Your goal:
Can you rewrite the items below with "harvested field" swapped for "stubble field" throughout, leaving everything else unchanged?

Available records:
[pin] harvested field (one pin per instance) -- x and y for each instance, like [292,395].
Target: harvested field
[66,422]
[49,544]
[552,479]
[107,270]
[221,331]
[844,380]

Finished exercise:
[pin] stubble field (one pin per instance) -- x and y for each instance, like [292,395].
Target: stubble field
[66,422]
[49,544]
[552,479]
[107,270]
[221,331]
[844,380]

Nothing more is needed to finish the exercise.